Design of an Integrated Analog-to-Information Converter Based Sensor System for Neurophysiological Monitoring in Animals

Robbie D'Angelo, PhD candidate in Electrical and Computer Engineering

Advisors:
Sameer Sonkusale, Electrical and Computer Engineering
Barry Trimmer, Biology


Low power wireless sensor systems are of increasing interest in a variety of markets including medicine, robotics, gaming and consumer electronics. However, although many commercial examples of wireless sensors are in product circulation, measuring physiological events in small animals such as insects remains a challenge due to limited size and power requirements. A primary limitation on power consumption is the amount of data that must be transmitted. Typically, an analog-to-digital converter (ADC) is used to sample at or above the Nyquist rate to acquire a digital representation of the signals of interest. This digital data is then sent over a communication channel. In most systems both ADCs and transmitters consume power proportional to the number of samples that are taken.

# [INPUT DATA]
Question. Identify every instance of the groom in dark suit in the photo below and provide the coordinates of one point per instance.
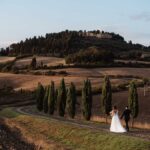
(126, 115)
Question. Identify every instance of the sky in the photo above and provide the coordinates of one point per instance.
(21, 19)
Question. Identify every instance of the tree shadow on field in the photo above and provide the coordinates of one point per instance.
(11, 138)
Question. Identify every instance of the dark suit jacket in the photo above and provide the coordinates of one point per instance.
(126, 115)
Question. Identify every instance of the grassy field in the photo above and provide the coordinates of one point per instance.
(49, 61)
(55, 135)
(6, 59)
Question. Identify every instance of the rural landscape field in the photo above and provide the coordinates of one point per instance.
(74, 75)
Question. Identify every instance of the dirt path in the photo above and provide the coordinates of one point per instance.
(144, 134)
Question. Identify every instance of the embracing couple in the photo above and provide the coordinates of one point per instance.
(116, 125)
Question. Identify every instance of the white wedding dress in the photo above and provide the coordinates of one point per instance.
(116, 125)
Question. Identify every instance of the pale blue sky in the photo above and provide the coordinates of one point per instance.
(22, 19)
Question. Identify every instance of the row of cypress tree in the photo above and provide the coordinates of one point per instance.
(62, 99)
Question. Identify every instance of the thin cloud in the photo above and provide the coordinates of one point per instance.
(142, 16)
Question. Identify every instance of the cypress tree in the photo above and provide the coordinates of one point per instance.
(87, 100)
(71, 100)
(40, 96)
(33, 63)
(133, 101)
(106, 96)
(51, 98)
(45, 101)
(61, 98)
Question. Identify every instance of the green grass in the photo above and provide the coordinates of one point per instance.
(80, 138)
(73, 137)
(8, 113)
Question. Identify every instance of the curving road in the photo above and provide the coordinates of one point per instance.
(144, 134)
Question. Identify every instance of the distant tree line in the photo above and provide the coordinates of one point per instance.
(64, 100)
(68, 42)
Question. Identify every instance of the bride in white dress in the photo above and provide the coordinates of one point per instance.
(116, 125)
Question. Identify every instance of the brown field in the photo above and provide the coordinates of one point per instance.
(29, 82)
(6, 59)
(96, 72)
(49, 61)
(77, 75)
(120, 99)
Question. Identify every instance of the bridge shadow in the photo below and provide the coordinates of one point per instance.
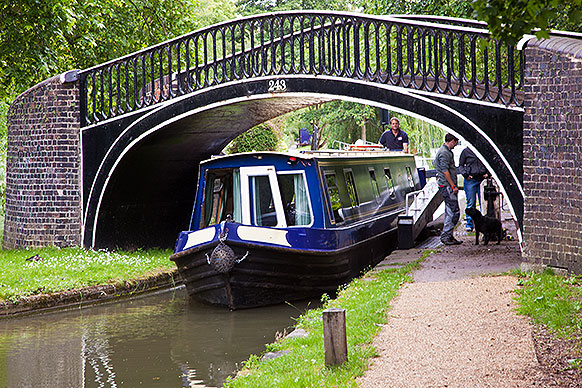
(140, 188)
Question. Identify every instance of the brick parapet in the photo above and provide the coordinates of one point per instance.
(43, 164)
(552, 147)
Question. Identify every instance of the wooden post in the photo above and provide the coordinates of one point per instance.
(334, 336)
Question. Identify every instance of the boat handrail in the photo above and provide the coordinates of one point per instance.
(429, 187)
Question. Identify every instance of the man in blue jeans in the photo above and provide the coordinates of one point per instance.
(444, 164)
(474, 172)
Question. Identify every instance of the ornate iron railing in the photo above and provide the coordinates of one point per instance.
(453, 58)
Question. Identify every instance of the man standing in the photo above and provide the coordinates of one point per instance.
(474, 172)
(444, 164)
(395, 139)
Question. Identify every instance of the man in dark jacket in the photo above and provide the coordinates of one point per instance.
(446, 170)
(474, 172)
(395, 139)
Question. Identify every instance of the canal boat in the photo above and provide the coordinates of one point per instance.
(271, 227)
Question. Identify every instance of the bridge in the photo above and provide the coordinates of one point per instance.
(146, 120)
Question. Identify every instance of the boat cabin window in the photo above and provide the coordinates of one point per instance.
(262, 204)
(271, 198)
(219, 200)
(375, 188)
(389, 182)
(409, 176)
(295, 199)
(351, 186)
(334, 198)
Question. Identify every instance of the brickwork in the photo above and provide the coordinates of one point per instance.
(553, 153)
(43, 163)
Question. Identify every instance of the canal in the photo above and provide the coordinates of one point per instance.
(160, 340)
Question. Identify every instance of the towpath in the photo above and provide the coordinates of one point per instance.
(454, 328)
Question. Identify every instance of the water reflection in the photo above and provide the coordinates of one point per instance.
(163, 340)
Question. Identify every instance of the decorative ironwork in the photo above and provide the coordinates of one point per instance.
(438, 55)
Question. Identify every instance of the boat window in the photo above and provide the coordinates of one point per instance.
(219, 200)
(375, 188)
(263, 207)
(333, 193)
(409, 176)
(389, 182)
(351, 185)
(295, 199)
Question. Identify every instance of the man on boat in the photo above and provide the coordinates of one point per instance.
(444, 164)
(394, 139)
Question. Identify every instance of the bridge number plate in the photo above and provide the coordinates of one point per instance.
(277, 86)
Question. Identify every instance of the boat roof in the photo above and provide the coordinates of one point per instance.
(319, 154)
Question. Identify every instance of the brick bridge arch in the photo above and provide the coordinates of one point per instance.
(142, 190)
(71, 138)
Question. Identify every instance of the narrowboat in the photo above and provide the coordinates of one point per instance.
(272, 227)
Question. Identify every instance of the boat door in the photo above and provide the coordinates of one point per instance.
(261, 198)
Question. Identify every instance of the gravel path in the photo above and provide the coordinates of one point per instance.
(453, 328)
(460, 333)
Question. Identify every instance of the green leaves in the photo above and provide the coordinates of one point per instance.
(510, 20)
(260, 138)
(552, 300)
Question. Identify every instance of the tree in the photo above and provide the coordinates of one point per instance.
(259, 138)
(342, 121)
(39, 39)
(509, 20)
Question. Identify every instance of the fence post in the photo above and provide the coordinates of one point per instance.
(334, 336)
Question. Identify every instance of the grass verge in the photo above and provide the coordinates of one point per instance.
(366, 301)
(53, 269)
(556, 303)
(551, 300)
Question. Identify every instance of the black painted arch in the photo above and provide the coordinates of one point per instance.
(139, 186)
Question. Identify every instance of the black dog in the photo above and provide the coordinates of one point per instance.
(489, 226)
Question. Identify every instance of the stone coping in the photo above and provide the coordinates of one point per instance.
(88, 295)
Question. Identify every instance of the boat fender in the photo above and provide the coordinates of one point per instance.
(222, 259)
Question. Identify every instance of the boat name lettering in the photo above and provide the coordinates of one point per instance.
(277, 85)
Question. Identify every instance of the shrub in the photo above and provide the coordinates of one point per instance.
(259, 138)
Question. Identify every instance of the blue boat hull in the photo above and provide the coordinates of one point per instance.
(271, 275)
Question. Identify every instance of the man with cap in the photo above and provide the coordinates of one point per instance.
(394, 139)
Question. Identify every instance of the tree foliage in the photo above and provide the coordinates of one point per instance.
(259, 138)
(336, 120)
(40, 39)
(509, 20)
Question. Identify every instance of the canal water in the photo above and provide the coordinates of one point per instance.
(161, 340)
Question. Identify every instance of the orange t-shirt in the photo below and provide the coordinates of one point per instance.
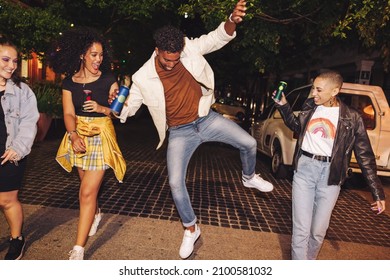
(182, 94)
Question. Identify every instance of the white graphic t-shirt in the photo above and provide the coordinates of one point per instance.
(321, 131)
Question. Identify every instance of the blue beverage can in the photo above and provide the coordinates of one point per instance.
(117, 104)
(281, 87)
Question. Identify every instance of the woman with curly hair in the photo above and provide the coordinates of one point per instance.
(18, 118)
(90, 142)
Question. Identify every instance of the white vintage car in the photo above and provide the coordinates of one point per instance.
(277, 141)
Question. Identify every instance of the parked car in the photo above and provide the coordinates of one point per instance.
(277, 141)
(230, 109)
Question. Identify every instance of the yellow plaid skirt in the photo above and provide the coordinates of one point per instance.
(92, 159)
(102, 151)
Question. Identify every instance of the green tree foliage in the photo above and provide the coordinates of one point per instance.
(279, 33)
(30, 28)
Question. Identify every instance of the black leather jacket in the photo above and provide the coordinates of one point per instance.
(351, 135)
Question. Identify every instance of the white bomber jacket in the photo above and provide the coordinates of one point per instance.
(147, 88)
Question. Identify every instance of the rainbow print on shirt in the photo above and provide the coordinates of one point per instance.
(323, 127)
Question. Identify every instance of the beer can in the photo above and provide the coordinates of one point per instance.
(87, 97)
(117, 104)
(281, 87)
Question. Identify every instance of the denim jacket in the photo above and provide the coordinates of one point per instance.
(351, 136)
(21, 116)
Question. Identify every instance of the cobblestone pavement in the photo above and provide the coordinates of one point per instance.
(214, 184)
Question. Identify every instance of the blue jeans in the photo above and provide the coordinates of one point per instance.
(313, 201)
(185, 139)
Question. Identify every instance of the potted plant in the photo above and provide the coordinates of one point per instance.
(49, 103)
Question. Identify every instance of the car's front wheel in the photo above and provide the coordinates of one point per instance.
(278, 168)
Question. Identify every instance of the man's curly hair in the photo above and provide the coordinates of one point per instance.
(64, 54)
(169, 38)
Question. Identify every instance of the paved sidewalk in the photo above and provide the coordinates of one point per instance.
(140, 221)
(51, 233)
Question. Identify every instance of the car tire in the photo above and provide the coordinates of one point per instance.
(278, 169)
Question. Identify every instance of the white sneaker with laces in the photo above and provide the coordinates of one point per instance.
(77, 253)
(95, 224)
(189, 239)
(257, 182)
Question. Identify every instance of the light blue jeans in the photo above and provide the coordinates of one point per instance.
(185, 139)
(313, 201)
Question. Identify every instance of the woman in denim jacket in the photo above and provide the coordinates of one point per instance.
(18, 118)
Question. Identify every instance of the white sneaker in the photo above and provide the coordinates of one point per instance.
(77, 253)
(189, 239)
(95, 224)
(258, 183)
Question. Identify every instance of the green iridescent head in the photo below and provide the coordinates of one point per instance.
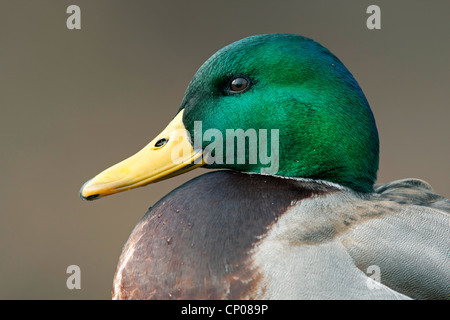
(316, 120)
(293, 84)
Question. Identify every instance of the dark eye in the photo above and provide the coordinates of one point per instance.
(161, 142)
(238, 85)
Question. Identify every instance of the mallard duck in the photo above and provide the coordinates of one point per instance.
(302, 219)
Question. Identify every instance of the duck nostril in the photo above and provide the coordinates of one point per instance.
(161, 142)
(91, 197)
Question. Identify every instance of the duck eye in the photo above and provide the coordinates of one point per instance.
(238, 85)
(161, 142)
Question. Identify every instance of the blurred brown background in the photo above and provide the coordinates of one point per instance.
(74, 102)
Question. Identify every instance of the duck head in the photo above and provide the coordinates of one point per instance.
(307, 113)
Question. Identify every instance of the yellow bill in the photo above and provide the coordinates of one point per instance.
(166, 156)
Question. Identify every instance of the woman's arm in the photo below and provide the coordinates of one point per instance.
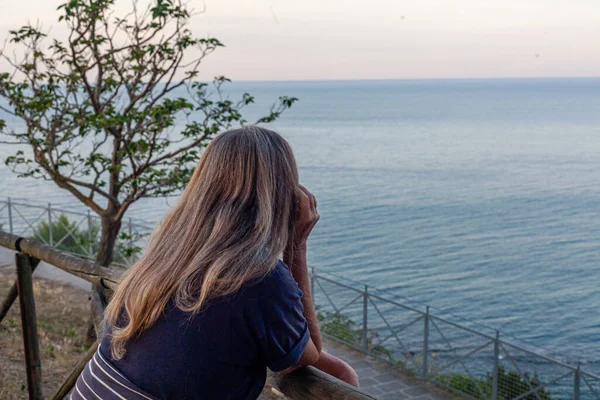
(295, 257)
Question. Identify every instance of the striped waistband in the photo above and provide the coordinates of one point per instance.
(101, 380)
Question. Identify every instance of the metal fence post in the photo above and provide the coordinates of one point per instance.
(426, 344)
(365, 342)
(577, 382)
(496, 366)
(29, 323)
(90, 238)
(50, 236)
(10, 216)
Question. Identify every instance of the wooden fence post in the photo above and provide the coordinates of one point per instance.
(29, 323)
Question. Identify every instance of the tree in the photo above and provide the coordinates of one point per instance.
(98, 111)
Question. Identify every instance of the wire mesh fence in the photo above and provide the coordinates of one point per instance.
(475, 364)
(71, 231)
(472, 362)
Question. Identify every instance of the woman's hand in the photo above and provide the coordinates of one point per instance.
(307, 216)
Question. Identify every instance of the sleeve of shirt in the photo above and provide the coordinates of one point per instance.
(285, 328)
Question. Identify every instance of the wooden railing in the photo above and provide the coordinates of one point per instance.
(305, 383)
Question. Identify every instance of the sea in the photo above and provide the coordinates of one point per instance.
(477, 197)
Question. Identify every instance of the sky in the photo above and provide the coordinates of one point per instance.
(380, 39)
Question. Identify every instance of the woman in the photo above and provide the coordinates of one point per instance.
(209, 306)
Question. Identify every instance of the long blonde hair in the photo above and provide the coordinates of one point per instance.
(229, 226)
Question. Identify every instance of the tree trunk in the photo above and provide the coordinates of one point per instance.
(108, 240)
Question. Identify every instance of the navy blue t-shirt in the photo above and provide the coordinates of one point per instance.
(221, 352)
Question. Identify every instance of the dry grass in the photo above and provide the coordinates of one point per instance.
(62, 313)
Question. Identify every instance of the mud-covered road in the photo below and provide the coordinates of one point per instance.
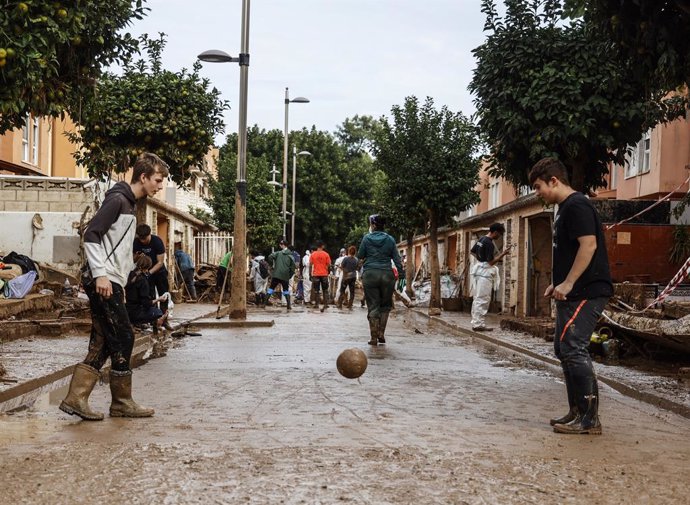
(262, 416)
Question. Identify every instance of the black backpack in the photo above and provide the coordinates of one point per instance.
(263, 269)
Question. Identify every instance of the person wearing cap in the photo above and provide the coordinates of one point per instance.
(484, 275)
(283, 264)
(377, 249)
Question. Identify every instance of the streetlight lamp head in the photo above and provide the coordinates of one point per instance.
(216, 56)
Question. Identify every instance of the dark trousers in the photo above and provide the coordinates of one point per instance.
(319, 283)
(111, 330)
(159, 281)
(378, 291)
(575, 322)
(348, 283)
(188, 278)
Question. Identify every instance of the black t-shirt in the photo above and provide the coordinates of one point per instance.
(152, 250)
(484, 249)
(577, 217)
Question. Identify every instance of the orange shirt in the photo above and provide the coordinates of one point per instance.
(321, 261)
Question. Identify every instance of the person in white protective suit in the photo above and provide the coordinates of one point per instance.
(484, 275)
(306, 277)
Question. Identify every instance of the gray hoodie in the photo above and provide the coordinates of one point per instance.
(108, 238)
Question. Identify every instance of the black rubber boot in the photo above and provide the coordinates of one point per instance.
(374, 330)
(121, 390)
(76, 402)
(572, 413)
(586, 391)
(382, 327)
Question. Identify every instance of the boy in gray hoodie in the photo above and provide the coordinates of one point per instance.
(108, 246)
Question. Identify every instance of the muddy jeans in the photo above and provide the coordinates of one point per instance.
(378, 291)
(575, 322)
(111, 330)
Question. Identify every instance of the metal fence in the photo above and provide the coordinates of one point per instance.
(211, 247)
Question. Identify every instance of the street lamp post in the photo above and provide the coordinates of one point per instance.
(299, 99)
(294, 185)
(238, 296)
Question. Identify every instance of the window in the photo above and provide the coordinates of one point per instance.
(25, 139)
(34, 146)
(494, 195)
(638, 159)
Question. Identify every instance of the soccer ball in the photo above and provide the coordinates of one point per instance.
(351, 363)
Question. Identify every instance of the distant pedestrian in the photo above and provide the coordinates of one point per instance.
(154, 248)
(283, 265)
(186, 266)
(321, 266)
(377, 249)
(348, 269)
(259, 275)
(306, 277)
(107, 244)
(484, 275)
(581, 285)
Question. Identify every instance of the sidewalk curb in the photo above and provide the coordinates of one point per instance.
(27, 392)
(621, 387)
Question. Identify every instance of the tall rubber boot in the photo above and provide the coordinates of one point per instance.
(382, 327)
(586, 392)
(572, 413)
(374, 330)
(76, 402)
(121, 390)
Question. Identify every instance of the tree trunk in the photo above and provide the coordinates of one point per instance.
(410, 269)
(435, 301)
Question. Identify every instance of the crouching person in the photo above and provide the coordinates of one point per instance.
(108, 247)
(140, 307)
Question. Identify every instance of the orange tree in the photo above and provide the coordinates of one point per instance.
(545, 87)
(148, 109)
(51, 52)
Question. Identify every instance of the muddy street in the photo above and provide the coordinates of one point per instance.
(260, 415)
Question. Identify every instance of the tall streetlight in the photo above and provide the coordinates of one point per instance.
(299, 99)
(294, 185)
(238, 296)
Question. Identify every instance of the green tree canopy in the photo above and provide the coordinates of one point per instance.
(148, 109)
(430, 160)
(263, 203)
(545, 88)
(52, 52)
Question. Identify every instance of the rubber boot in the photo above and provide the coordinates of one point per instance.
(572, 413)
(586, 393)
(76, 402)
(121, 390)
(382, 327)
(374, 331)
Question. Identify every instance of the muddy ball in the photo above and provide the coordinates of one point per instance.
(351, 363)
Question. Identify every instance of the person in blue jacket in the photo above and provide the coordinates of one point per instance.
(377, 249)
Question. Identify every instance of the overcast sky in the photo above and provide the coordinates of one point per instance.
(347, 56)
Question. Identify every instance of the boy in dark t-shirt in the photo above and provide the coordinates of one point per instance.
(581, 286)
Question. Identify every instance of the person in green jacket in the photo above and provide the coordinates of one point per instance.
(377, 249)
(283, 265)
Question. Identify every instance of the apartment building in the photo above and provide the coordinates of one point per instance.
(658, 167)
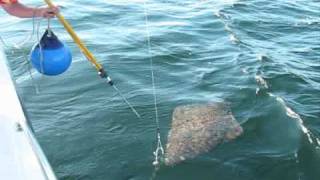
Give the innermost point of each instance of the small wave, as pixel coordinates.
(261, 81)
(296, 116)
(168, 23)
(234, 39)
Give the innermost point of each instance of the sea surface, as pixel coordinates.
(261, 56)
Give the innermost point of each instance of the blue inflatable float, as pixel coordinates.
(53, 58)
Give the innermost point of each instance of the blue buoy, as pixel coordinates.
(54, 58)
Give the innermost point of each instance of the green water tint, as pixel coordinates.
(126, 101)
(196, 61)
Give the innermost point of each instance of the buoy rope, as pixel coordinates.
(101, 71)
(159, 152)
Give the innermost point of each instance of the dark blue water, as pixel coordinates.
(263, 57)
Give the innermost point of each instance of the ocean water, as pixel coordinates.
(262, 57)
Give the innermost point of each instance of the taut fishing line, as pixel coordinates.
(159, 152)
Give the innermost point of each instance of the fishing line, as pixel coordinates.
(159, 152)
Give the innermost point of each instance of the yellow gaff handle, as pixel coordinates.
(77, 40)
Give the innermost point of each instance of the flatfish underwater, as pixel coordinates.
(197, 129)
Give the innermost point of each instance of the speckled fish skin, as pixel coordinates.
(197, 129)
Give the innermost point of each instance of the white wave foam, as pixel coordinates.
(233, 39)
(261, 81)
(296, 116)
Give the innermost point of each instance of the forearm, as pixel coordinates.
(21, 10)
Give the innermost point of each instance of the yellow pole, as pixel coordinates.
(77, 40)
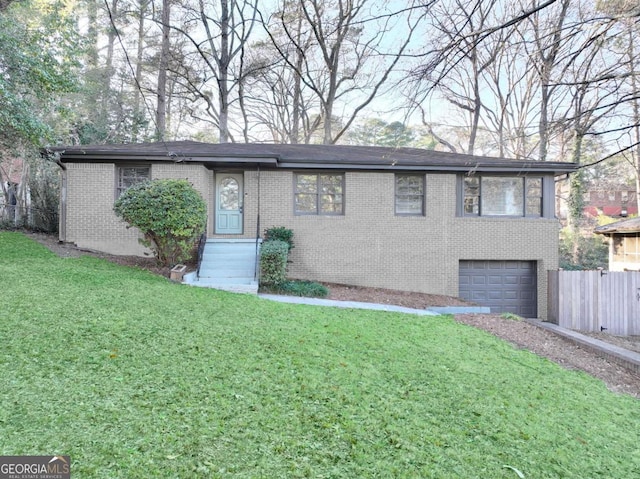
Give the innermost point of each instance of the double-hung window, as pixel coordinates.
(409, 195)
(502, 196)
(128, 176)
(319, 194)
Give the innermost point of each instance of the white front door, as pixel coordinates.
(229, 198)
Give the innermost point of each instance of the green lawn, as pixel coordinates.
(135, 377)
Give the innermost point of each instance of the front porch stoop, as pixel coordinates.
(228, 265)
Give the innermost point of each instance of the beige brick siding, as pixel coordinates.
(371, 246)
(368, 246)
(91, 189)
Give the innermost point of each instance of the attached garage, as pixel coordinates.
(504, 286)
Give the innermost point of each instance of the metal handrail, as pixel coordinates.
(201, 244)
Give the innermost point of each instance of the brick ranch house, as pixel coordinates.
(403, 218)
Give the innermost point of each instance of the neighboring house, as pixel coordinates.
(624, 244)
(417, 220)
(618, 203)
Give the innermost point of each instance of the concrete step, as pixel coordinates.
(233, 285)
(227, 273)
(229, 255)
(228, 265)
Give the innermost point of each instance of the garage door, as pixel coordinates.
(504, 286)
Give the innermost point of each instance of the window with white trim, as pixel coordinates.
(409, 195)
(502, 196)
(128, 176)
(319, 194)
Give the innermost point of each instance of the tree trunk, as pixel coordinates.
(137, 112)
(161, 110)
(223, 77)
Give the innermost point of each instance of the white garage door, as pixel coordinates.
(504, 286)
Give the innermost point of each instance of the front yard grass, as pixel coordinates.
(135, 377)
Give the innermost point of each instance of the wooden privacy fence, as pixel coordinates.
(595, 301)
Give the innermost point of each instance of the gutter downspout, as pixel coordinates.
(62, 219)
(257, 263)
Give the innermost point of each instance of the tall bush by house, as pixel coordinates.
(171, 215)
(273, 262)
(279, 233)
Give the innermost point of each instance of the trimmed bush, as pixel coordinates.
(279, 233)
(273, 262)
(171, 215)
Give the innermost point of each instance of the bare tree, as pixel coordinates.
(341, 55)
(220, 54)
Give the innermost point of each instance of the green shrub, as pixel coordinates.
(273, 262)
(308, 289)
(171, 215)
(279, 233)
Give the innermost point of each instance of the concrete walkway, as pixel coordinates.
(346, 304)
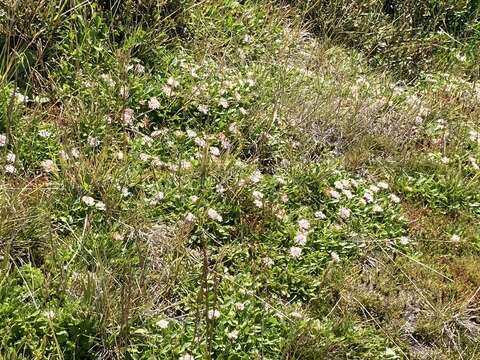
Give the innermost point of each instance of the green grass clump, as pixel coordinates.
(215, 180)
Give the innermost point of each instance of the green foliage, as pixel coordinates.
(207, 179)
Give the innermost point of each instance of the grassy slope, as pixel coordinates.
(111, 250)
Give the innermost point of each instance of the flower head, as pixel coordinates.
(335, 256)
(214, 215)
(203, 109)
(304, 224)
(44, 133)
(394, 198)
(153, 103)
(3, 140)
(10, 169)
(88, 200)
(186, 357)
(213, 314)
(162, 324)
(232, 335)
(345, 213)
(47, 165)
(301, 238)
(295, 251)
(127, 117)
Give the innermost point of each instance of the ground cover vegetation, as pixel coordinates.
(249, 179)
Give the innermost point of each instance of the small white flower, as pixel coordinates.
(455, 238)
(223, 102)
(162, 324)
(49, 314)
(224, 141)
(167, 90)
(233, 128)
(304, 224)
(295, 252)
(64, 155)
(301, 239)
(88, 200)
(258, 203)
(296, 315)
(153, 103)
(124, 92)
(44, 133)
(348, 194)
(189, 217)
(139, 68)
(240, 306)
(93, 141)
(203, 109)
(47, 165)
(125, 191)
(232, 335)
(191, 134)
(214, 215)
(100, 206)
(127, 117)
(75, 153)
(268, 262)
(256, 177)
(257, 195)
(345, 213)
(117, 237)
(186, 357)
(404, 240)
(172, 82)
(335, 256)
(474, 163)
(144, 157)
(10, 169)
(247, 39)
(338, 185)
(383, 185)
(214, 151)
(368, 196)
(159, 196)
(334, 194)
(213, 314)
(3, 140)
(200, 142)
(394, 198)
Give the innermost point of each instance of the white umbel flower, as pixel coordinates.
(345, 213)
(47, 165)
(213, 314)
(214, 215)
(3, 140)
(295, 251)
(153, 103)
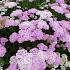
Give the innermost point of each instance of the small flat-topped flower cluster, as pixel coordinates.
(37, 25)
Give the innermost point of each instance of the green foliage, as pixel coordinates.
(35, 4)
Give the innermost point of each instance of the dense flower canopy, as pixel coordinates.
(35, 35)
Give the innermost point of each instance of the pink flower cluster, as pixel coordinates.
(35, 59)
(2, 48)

# [QUESTIONS TO ANSWER]
• a. In the sensor system abstract, what do both ADCs and transmitters consume power in proportion to in most systems?
• b. Write the next part of the abstract on the neurophysiological sensor system, starting after its final sentence.
The listing has no connection to the sensor system abstract.

# [RESPONSES PER TASK]
• a. The number of samples that are taken.

• b.
We propose to reduce power consumption by reducing the number of digital samples that must be acquired to gather the signals of interest. This can be done by using an analog-to-information converter (AIC), instead of a traditional ADC, to extract features of the physiological events rather than the raw data. These extracted features often have a much more concise digital representation, decreasing the data transmission rate which consequently decreases the power consumption.

In this project we would like to apply the AIC concept to the design of a physiological monitoring system for studying the neurophysiology of animals. The information gathered could be used to inform the design of novel biomimetic robots. The end product would be a compact system that integrates the sensing electrodes and front end electronics with the AIC circuitry. If this is successful, wireless power and data telemetry could also be integrated to fully eliminate the need for tethering, which may allow the animal to move more naturally.

This project will use the manduca sexta as a model system due to its complex motor mechanics, which, if unfolded, could have a profound impact on the design of soft robot control systems. A miniaturized sensing system of this type could be easily modified for several other physiological monitoring contexts. Experiments with the model system to verify the applicability of the sensor platform will be conducted in collaboration with the Neuromechanics and Biomimetic Devices Laboratory at Tufts University under Dr. Barry Trimmer.